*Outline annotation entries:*
[start]

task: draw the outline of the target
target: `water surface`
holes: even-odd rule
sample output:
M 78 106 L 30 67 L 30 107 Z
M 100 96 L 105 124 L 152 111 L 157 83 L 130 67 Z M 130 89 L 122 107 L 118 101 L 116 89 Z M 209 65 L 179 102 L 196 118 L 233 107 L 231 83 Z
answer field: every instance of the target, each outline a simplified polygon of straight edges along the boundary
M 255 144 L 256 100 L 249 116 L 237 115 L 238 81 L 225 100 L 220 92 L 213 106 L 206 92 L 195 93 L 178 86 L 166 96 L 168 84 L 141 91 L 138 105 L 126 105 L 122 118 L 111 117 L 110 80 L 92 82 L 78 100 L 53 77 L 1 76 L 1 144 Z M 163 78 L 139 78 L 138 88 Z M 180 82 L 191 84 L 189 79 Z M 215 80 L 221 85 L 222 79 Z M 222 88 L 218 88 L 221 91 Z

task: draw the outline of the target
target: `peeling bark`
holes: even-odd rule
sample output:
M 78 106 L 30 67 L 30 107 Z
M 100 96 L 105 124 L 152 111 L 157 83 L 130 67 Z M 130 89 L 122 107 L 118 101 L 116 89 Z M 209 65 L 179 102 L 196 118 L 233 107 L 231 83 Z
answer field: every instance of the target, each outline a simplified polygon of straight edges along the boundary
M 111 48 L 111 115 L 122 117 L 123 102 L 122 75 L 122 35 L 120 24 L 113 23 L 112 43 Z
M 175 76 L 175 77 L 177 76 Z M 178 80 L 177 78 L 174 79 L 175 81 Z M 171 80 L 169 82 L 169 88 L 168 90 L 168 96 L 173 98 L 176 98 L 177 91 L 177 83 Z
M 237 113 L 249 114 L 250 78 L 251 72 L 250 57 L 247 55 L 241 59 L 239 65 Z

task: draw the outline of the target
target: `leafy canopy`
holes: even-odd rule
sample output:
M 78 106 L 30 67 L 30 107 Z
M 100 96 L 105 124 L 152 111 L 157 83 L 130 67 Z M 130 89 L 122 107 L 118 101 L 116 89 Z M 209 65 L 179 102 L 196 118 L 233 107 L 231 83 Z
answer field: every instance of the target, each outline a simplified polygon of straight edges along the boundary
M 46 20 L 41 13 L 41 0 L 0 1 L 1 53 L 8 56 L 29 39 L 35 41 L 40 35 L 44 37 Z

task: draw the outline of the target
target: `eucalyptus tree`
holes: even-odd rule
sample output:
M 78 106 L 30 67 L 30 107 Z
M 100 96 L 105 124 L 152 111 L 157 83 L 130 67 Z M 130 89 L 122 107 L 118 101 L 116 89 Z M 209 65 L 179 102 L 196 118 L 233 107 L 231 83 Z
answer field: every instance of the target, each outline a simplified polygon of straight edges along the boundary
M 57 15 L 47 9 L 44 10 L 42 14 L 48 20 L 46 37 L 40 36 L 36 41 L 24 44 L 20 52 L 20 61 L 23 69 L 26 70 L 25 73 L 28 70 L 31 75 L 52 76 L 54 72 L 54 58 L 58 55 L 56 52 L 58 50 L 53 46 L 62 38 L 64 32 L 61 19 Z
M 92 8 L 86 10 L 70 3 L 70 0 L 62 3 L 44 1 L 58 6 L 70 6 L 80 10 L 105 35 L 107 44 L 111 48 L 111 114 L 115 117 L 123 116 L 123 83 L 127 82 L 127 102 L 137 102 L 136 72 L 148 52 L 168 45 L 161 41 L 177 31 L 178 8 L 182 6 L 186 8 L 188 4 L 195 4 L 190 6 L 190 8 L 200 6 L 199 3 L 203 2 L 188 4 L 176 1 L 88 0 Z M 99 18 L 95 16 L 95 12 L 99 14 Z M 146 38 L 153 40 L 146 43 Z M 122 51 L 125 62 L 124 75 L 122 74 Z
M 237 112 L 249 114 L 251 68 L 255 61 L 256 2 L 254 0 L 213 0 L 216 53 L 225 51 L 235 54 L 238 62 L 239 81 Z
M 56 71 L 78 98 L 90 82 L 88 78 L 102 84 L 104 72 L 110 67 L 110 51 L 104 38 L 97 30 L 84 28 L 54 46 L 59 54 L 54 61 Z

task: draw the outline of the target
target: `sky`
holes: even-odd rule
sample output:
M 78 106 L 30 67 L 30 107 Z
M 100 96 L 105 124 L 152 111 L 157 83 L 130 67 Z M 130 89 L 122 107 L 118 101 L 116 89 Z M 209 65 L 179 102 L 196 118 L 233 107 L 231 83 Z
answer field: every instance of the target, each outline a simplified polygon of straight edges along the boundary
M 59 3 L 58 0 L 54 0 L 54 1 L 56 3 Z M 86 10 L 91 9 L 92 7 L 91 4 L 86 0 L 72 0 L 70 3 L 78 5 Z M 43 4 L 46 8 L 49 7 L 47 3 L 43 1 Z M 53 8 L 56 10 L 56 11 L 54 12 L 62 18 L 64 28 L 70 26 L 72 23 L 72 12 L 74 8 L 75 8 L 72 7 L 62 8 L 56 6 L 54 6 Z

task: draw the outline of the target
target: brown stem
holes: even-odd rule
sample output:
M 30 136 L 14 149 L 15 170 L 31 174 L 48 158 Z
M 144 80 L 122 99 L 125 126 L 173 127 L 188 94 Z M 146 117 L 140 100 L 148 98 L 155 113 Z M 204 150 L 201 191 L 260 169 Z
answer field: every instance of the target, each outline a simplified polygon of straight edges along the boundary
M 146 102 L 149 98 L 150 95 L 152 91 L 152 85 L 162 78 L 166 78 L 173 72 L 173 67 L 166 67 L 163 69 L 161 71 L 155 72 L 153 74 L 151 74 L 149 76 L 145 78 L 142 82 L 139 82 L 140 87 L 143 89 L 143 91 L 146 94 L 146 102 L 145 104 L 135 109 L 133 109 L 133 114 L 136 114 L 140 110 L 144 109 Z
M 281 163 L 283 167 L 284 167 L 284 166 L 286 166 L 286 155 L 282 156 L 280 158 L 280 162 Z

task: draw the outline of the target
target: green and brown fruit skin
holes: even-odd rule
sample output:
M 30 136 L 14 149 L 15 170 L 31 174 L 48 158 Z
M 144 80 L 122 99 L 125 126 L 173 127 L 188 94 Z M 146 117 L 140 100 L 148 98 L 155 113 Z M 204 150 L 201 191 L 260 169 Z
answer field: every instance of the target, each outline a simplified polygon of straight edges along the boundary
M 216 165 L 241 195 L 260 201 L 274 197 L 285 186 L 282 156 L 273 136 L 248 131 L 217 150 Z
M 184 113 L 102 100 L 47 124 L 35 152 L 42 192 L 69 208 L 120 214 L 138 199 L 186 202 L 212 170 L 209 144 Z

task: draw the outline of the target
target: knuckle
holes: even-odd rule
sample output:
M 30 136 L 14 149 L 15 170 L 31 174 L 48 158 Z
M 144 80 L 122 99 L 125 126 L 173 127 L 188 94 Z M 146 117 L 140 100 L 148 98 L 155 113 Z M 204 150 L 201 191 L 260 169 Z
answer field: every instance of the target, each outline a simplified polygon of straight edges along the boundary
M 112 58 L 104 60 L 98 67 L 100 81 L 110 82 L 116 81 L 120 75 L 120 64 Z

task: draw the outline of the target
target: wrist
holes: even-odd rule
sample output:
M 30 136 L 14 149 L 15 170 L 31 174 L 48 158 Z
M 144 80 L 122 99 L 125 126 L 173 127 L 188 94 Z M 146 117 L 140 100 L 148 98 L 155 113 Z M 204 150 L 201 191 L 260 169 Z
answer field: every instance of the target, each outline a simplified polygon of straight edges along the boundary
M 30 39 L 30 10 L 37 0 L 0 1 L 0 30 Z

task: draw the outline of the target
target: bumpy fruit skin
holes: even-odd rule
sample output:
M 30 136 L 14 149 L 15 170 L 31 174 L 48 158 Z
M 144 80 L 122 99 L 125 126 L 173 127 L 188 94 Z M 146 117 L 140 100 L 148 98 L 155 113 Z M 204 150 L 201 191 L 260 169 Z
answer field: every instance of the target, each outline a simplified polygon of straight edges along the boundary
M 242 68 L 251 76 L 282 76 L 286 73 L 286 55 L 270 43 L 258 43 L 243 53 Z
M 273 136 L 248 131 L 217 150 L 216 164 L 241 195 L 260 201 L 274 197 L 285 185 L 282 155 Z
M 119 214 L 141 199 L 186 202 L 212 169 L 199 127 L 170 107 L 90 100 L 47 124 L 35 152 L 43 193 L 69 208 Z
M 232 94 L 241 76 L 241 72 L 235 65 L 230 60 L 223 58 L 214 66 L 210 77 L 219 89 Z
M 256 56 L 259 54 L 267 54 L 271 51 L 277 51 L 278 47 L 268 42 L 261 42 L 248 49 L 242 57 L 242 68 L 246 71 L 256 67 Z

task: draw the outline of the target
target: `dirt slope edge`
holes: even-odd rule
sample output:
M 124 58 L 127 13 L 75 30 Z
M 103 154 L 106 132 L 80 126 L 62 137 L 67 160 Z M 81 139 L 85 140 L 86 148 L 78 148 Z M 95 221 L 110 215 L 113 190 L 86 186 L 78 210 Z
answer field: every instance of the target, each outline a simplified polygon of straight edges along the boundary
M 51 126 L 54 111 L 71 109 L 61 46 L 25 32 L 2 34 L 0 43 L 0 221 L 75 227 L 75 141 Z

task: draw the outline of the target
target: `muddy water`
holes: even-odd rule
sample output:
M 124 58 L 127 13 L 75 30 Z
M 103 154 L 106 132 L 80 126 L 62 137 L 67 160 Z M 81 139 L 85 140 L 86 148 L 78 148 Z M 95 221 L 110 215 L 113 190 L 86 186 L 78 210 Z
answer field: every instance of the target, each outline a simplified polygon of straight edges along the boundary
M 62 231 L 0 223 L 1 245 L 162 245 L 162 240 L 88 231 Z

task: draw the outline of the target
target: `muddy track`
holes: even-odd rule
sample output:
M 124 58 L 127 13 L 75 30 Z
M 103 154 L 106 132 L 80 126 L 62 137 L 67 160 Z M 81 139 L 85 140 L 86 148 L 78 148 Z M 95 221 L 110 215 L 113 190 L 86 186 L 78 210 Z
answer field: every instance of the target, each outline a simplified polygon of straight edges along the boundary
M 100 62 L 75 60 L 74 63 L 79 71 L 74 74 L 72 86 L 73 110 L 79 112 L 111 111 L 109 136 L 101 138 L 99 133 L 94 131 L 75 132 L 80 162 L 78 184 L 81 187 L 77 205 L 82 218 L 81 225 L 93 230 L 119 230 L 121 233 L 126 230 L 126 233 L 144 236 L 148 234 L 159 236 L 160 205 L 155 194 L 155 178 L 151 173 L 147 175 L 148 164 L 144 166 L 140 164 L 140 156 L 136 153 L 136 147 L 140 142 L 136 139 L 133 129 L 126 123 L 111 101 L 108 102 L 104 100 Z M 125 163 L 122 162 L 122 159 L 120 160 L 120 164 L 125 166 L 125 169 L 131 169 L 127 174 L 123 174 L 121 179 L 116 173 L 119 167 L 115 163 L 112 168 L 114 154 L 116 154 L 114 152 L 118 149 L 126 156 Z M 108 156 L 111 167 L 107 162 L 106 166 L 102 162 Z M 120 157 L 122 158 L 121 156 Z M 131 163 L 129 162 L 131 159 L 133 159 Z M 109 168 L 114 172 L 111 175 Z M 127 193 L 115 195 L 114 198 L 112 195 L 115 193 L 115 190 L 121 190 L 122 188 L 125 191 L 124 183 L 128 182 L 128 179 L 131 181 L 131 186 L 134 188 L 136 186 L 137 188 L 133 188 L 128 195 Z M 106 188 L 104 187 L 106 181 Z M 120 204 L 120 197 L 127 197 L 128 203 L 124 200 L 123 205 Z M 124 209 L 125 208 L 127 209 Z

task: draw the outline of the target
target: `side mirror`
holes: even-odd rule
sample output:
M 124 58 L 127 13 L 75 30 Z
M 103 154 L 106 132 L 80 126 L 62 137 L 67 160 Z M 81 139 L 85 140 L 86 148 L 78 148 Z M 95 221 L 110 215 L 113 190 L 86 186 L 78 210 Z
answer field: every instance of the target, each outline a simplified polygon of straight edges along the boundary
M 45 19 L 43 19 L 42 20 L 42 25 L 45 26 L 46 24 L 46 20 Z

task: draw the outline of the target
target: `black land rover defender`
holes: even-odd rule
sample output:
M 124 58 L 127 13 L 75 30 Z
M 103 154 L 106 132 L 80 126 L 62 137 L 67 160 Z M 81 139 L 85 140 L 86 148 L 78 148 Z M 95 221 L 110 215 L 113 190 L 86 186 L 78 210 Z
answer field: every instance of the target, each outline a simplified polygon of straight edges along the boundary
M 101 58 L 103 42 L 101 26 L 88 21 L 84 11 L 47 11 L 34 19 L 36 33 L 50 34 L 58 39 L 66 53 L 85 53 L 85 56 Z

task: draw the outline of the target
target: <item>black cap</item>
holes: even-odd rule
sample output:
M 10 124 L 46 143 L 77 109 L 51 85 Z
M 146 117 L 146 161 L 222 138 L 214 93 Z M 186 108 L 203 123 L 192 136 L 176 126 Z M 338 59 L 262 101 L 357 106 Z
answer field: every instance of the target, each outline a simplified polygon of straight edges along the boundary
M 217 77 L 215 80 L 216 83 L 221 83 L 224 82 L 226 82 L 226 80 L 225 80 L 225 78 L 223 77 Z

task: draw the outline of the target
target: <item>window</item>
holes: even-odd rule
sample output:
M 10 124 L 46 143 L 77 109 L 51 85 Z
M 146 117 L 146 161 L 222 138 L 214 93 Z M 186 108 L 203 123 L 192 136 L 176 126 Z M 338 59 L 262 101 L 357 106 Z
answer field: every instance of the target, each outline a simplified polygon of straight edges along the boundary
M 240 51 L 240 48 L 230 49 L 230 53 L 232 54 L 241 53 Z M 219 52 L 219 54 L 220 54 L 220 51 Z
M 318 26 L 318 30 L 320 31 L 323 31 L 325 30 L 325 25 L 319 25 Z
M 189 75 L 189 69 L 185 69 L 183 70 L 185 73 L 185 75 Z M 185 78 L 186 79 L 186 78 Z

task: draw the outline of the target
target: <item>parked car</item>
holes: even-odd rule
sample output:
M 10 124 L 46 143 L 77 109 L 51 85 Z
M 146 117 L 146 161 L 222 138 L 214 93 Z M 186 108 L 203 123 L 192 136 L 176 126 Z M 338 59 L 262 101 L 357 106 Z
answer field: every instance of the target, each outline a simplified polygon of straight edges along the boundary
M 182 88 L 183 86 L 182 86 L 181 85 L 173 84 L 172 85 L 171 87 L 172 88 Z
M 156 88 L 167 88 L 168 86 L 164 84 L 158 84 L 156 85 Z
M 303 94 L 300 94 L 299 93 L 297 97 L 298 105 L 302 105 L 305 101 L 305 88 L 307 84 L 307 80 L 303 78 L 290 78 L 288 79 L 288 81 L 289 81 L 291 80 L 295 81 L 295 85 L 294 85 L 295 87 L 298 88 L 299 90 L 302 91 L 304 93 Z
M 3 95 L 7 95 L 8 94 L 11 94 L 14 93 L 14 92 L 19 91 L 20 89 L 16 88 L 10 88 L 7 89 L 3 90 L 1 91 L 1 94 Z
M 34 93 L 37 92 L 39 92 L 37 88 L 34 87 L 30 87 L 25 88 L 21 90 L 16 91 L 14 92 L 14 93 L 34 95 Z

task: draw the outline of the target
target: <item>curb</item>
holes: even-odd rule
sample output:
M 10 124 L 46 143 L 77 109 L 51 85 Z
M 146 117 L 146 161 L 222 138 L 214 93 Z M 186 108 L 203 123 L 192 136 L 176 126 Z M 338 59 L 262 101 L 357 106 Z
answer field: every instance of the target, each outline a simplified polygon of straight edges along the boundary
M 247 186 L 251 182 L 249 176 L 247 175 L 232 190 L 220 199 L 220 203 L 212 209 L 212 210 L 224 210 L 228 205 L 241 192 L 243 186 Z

[end]

*WHAT TO DO:*
Render the entries as a numbered list, starting at the first line and ending at the line that contains "M 237 113 L", both included. Leave out blank lines.

*ANSWER TO THE PROBLEM:*
1. task: draw the outline of the target
2. target: `water surface`
3. holes: even-odd rule
4. sample output:
5. M 78 106 L 30 67 L 30 107 Z
6. M 100 96 L 105 124 L 152 111 L 157 83 L 130 67 Z M 130 89 L 122 107 L 118 101 L 116 89 Z M 209 65 L 179 102 L 196 118 L 233 107 L 231 83 Z
7. answer field: every instance of the target, each outline a simplified polygon of straight edges along the boundary
8. M 255 144 L 256 100 L 249 116 L 237 115 L 238 81 L 225 100 L 220 92 L 213 106 L 206 92 L 195 93 L 178 86 L 166 96 L 168 84 L 141 91 L 138 105 L 126 105 L 122 118 L 111 117 L 110 80 L 92 82 L 78 100 L 53 77 L 1 76 L 1 144 Z M 163 78 L 139 78 L 138 88 Z M 180 82 L 191 84 L 189 79 Z M 215 80 L 221 85 L 222 79 Z M 222 88 L 218 88 L 221 91 Z
9. task: draw the outline of the target
10. target: `peeling bark`
11. holes: even-odd rule
12. sample output:
13. M 78 106 L 30 67 L 30 107 Z
14. M 100 96 L 105 124 L 152 111 L 157 83 L 130 67 Z M 130 89 L 122 107 L 118 101 L 116 89 Z M 209 65 L 179 102 L 196 118 L 233 107 L 231 83 Z
15. answer field: every instance of the target, each outline a simplified polygon of straight edges along the boundary
16. M 111 48 L 111 115 L 122 117 L 123 102 L 122 75 L 122 35 L 120 24 L 113 23 L 112 43 Z
17. M 175 76 L 175 77 L 177 76 Z M 178 80 L 177 78 L 174 79 L 175 81 Z M 171 80 L 169 82 L 169 88 L 168 90 L 168 96 L 173 98 L 176 98 L 177 91 L 177 83 Z
18. M 237 113 L 249 114 L 250 78 L 251 72 L 250 57 L 247 55 L 241 59 L 239 65 Z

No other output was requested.